Князь откликнулся на императорский манифест большим (25 строф) стихотворением «Святая Русь», которое было выпущено отдельной брошюрой, напечатано в «Санкт-Петербургских ведомостях» и «Сыне Отечества». Вяземский был полностью солидарен с властью и государством. Разыгравшейся в Европе бесовской стихии он противопоставлял могучую Россию, верную своим «коренным заветам» — любви к Богу, к Царю, к Отечеству. «Святая Русь» получилась вполне в духе славянофильских стихотворений Федора Глинки или Алексея Хомякова. Это были сильные, яркие, запоминающиеся и актуальные стихи, и неудивительно, что они имели большой успех.
Как в эти дни годины гневной
Ты мне мила, Святая Русь!
Молитвой теплой, задушевной
Как за тебя в те дни молюсь!
Как дорожу моей любовью,
И тем, что я твой сын родной!
Как сознаю душой и кровью,
Что кровь твоя и дух я твой!
«Святая Русь» вызвала восторженный отклик Жуковского, который 23 июля написал другу большое трогательное письмо: «Вяземский! как тронули меня, при виде всего этого, столь болезненного и отвратительного, твои стихи: я не мог читать их без слез и не могу иначе перечитывать… Твои стихи не поэзия, а чистая правда. Но что же поэзия, как не чистая высшая правда? Твои стихи правда потому, что в них просто, верно, без всякой натяжки выражается то, что глубоко живет в душе, не подлежит произвольному умствованию, не требует никаких доказательств разума… Твои стихи, поэтический крик души, производят очаровательное действие в присутствии чудовищных происшествий нашего времени».
На советских литературоведов «Святая Русь», понятно, вовсе не оказывала такого «очаровательного действия». Вяземский во многом и заканчивался для них именно 1848 годом. Этим годом ограничивается, например, издание записных книжек Вяземского, вышедшее в 1963-м (подразумевалось, что после «перехода в стан реакции» ни одной дельной мысли у князя родиться уже в принципе не могло). М.И. Гиллельсон назвал «Святую Русь» Рубиконом, разделившим судьбу «прежнего» Вяземского и Вяземского «нового» — послушного слуги властей. На самом же деле князь, почувствовав, какая жуткая сила заключена в бушующей революционной стихии, обращался к тому, что могло ей с успехом противостоять. Как всякий верноподданный дворянин, он презирал восставшую чернь и требовал ее усмирения. В этом не было ничего странного или противоестественного, тем более для человека его происхождения и круга. И уж тем более не было никакого Рубикона, через который Вяземский якобы перешел. Его возмущение революциями 1848 года было совершенно закономерным и вытекало из всей предшествующей судьбы князя…
К 40-м годам Вяземский уже успел наслушаться в свой адрес обвинений по поводу «предательства» идеалов либеральной юности. Даже Александр Тургенев колол этим друга, не говоря уж о его брате-эмигранте Николае. По инерции эти обвинения благополучно дожили до нынешнего времени — редкий исследователь Вяземского отказывал себе в удовольствии попрекнуть его тем, что автор «Негодования» достиг к старости высших государственных постов. Таким Вяземский и закрепился в массовом сознании — либералом, который в одно прекрасное утро вдруг проснулся консерватором, отказавшимся от прошлых убеждений.

• **Ваша задача**
Перепишите фрагмент текста о стихотворении «Святая Русь» от слов «Князь откликнулся на» до слов «те дни молюсь!» включительно, заменив «Вяземский» на «Поэт».

• **Извлеченные записи**
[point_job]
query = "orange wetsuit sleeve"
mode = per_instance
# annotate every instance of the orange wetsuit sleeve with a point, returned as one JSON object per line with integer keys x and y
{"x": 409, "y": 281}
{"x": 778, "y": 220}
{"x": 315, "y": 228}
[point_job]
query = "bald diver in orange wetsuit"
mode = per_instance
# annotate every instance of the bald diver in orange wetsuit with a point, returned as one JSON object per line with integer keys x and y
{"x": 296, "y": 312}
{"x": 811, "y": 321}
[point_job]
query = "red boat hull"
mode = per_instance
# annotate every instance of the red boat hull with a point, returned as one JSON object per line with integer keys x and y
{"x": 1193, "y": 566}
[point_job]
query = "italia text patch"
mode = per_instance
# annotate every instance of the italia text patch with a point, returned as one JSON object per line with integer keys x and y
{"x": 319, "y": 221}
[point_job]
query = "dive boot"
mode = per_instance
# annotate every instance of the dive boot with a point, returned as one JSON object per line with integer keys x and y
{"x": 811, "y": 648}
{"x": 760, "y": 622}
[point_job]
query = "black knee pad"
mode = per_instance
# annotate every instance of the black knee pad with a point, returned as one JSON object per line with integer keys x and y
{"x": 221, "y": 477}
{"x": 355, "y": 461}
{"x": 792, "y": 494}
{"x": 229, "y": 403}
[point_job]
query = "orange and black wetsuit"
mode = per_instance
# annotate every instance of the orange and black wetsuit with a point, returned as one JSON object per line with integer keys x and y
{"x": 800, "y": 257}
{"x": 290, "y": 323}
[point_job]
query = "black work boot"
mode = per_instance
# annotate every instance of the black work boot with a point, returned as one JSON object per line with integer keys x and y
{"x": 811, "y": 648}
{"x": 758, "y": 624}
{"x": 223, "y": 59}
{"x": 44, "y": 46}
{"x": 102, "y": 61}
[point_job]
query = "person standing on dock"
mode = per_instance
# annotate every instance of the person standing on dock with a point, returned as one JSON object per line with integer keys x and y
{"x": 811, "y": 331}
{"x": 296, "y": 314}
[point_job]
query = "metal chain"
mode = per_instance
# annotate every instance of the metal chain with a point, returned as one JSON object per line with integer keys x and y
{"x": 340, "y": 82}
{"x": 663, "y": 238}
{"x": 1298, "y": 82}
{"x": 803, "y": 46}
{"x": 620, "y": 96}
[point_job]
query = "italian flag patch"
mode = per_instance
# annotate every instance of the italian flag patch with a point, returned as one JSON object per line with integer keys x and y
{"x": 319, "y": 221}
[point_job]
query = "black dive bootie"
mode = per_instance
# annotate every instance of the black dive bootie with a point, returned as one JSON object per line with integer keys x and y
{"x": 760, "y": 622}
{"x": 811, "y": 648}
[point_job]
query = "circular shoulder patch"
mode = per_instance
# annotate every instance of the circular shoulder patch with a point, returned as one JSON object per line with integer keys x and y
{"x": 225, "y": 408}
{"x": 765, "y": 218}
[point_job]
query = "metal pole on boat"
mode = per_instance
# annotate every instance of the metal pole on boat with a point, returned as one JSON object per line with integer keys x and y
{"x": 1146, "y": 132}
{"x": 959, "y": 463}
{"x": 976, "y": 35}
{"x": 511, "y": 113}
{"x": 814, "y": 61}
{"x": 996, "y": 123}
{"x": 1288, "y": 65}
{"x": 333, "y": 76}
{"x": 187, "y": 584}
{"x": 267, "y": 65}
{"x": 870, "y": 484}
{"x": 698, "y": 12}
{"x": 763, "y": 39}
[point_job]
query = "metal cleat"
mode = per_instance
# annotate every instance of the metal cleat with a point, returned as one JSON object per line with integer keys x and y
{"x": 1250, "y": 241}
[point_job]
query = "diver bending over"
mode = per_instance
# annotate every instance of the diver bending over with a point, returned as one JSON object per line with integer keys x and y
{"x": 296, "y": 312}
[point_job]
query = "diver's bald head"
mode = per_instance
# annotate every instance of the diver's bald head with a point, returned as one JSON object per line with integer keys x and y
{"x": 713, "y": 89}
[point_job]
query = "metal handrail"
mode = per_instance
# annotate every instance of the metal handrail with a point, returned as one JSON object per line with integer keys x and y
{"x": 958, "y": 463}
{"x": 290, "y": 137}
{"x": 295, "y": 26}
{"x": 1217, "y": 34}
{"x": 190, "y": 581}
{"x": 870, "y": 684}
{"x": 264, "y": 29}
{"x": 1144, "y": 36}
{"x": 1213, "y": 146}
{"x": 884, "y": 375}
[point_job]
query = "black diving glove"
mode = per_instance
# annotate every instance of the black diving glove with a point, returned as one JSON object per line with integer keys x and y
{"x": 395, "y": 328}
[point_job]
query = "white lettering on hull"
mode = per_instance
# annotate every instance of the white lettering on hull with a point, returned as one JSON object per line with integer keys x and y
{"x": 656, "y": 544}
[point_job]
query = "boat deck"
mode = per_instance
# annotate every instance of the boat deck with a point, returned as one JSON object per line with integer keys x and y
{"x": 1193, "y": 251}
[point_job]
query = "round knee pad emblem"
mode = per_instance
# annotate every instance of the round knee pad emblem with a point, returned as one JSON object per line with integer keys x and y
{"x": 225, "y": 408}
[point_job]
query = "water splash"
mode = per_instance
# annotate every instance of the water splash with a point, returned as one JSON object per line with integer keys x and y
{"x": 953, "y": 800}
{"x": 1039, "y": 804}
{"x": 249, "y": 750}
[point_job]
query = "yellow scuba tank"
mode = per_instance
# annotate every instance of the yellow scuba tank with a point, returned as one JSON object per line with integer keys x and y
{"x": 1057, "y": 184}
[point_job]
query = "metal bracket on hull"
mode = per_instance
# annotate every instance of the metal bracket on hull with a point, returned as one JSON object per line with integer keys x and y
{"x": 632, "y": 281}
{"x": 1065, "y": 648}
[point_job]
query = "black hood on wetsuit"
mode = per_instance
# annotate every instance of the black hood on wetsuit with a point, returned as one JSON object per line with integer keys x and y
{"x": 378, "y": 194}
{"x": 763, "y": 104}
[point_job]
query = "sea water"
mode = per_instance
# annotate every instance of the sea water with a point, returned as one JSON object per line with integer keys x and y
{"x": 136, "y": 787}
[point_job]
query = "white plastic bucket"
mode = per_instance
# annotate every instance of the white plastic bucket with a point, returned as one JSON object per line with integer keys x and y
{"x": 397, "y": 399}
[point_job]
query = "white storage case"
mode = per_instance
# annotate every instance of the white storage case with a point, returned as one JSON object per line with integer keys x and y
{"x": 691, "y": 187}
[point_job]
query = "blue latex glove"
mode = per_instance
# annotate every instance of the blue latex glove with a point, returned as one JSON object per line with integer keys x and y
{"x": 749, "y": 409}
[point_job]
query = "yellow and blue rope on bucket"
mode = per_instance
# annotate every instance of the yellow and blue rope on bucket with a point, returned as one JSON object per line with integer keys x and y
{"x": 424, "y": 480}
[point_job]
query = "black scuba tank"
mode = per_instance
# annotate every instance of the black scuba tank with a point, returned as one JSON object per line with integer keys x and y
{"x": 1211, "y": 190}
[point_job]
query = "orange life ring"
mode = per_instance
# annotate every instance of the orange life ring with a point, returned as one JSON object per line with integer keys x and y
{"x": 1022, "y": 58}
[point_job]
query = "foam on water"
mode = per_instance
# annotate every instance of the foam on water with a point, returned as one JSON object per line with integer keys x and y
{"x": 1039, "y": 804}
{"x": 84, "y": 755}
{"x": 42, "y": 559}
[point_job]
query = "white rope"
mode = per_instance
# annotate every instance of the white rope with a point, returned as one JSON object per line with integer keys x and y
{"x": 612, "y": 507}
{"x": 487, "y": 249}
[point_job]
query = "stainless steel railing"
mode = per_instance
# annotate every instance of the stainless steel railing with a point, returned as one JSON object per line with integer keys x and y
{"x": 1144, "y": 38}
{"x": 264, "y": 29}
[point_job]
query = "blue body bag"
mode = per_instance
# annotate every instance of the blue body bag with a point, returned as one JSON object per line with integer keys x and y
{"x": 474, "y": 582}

• **Результат выполнения**
Князь откликнулся на императорский манифест большим (25 строф) стихотворением «Святая Русь», которое было выпущено отдельной брошюрой, напечатано в «Санкт-Петербургских ведомостях» и «Сыне Отечества». Поэт был полностью солидарен с властью и государством. Разыгравшейся в Европе бесовской стихии он противопоставлял могучую Россию, верную своим «коренным заветам» — любви к Богу, к Царю, к Отечеству. «Святая Русь» получилась вполне в духе славянофильских стихотворений Федора Глинки или Алексея Хомякова. Это были сильные, яркие, запоминающиеся и актуальные стихи, и неудивительно, что они имели большой успех.
Как в эти дни годины гневной
Ты мне мила, Святая Русь!
Молитвой теплой, задушевной
Как за тебя в те дни молюсь!